** start of SUPPLIED MATERIAL **

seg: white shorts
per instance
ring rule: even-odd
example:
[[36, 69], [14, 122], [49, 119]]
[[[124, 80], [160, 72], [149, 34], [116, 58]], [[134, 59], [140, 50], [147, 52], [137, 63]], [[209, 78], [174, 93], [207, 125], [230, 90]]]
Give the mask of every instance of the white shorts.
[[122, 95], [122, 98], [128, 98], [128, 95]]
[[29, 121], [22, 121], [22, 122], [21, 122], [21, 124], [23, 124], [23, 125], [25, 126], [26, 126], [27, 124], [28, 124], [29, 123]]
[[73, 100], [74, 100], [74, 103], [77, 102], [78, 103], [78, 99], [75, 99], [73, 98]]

** end of SUPPLIED MATERIAL **

THE EXERCISE: Print every line of the records above verbatim.

PROBLEM SOLUTION:
seg: white shorts
per instance
ring rule: even-odd
example:
[[36, 69], [14, 122], [49, 119]]
[[[124, 80], [160, 72], [149, 34], [116, 58]], [[134, 59], [140, 50], [147, 52], [137, 63]], [[209, 78], [174, 93], [207, 125], [230, 90]]]
Give the mask of every instance of the white shorts.
[[122, 95], [122, 98], [128, 98], [128, 95]]
[[29, 121], [22, 121], [22, 122], [21, 122], [21, 124], [23, 124], [23, 125], [25, 126], [26, 126], [27, 124], [28, 124], [29, 123]]
[[73, 100], [74, 100], [74, 103], [77, 102], [78, 103], [78, 99], [75, 99], [73, 98]]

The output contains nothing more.